> _Reading text_:

------------------------------

New fish species off the coast, better conditions for agriculture and exportable powdered rock from retreating glaciers are listed amongst the benefits.

No mention of a study published in Nature Climate Change this week showing that recent atmospheric warming – especially the exceptional summers in 2010 and 2012 – are reducing the ability of some layers of the giant ice sheet to store meltwater. That, in turn, can mean runoff is released into the ocean faster than previously assumed, rushing down a kind of icy chute. Clearly, this has considerable implications for global sea level rise.

Greenland ice sheet is discharging ice into the ocean at an alarming rate. (Irene Quaile/Deutsche Welle)
Greenland ice sheet is discharging ice into the ocean at an alarming rate. (Irene Quaile/Deutsche Welle)
Snow sponge

Approximately half of Greenland’s current annual mass loss is attributed to runoff from surface melt. At higher elevations, the melt does not necessarily equal runoff, because meltwater can refreeze in the porous snow and firn near the surface. Horst Machguth from the Geological Survey of Denmark and Greenland, the lead author of the study, explains the background in a news release by CIRES, the Cooperative Institute for Research on Environment Sciences, Boulder Colorado:  “The near-surface of the large ice sheet interior is comprised of snow that is slowly being converted into glacier ice. This porous firn layer can be up to 80 m thick,” he writes. Recent studies indicated that this firn is an important buffer against contributing to sea level rise for decades to come, because it absorbs and stores the meltwater like a sponge, refreezing it to form ice layers as it percolates down from the ice sheet surface. But the authors say the new study shows this may not be the case.

------------------------------

> _Excerpted records_:
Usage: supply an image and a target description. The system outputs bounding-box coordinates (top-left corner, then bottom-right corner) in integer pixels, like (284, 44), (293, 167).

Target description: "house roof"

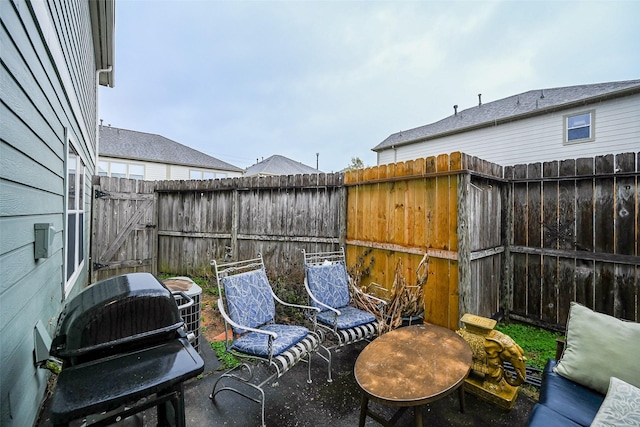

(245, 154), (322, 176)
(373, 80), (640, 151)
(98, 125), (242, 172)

------------------------------

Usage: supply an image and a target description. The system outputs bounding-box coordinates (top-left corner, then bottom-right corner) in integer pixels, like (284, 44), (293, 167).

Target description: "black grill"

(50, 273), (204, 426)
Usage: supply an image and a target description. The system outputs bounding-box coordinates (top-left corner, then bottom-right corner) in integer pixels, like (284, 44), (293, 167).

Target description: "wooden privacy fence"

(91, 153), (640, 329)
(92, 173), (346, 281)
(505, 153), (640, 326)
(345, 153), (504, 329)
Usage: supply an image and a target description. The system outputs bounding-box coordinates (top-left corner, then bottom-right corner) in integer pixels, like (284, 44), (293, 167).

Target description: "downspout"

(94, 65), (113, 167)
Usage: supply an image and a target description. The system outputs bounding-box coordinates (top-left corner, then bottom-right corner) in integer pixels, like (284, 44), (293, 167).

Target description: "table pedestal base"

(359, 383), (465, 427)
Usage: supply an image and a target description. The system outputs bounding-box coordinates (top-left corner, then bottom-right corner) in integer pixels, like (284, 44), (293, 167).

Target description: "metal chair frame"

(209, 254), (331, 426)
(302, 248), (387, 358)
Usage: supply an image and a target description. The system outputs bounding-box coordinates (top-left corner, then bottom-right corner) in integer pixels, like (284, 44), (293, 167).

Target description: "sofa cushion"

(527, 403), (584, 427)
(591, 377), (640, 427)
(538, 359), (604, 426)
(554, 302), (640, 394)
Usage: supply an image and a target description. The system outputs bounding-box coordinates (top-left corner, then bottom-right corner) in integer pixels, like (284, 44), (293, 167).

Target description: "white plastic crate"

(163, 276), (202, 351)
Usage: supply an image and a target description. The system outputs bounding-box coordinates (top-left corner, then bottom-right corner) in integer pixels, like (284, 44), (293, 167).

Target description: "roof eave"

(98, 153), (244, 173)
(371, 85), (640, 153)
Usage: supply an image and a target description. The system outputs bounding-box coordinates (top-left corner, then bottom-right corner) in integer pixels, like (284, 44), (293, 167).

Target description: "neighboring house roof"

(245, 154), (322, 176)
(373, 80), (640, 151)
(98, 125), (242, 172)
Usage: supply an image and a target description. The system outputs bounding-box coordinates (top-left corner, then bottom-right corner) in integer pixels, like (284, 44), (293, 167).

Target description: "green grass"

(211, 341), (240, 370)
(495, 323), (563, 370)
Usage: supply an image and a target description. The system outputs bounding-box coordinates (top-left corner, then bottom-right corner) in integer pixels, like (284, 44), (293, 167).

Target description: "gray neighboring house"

------------------------------

> _Exercise goal_: In the Greenland meltwater text, write out the passage starting at "No mention of" and ending at "sea level rise.", substituting "frozen channel" for "icy chute". The rows are separate material and have nothing to do with the text.

> _Answer for the task_:
No mention of a study published in Nature Climate Change this week showing that recent atmospheric warming – especially the exceptional summers in 2010 and 2012 – are reducing the ability of some layers of the giant ice sheet to store meltwater. That, in turn, can mean runoff is released into the ocean faster than previously assumed, rushing down a kind of frozen channel. Clearly, this has considerable implications for global sea level rise.